§ **OBJECTIVE**
All material below is to be reproduced exactly.

(Dataset excerpts on object pointing)
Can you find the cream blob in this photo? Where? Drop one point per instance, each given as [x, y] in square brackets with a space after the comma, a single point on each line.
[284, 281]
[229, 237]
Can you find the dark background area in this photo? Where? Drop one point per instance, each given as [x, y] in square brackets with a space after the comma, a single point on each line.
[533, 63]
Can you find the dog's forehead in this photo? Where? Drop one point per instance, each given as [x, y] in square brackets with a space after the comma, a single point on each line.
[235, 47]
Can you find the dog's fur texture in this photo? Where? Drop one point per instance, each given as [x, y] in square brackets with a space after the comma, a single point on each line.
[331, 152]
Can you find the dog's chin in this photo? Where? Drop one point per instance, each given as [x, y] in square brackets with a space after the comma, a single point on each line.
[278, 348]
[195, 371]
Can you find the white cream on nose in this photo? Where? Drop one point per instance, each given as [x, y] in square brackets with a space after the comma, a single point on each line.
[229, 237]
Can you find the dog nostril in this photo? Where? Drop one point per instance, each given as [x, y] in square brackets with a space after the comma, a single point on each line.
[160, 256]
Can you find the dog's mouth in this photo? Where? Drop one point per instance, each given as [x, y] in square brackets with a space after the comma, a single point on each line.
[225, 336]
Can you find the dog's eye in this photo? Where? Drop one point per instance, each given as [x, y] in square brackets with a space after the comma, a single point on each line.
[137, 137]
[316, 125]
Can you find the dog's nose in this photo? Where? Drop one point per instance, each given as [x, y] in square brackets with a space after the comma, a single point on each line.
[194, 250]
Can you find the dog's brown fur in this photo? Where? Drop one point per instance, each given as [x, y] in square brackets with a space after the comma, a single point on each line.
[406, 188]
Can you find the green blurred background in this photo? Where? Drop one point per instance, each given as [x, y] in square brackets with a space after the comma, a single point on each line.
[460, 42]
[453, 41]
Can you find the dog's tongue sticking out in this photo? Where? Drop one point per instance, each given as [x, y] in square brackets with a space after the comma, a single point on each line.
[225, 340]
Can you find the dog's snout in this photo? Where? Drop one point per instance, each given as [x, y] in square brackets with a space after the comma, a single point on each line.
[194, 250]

§ **REPLY TO THE TASK**
Can you find the cream blob in this photo? Where? Drop one point per instance, each given as [x, y] in square brackets with a space after the comma, a single point on each line.
[284, 281]
[229, 237]
Can you find the dark background area in this photo? Where? Drop one point per instance, each given as [x, y] in square brackets with a space after the comma, a single point on each line.
[533, 63]
Can you find the dog's forehead in this photo? Where? Drop one point per instance, each given as [x, y] in square brackets with a space after the comma, a single point on each line.
[235, 47]
Can you find the dog's fur texture in this photo? Where? Drop one point per instance, each given as [x, y] in square brackets with a space after the comma, a single point on each line.
[331, 152]
Can you find the dog's chin in this photo? Where? Drop one point per instance, each given as [x, y] in square brackets with a space after the comma, a single point on each line.
[278, 348]
[195, 371]
Can you find the white cream on nose in this photo? Where? Drop one point per instance, each given as [x, y] in square brackets with a space after the comma, a single point on each line.
[229, 237]
Can you find the dog nostril in this photo? Where? Drop one point per instance, each given as [x, y] in square brackets with a space after the comma, a single point on each line.
[160, 256]
Can you find the dog's mouth in this photo? Where? Drop one point per instance, each given as [x, y] in square brackets with a space after the comma, a single point on each line.
[225, 336]
Can you find the dog's eye in this photo? Where? Drop one point per instance, each given as [x, y] in square brackets with a space after the comma, a single point on each line.
[137, 137]
[316, 125]
Can you find the dog's nose in this photo? Where? Drop one point per instance, each given as [x, y] in square brackets with a space after the comma, a single point on each line.
[194, 250]
Can you find the dog's brown fur in this photo? Where? Drop one point per instance, each given as [x, y] in square brackets with a space after the comma, a single point on each line.
[406, 188]
Can you find the green blurred background in this photo? Where? Drop one point per instance, each given as [x, y] in square brackets with a space after the comma, a single point on each line.
[460, 42]
[453, 41]
Can you find the dog's tongue sticking out in this photo? Where? Drop one point per instance, each given as [x, y] in square brackets with a space after the comma, a single point on each line.
[225, 340]
Can you find the dog's snout in this photo? Where? Drop one point per instance, each given as [x, y] in square brackets with a space after the comma, a single point on each line.
[194, 250]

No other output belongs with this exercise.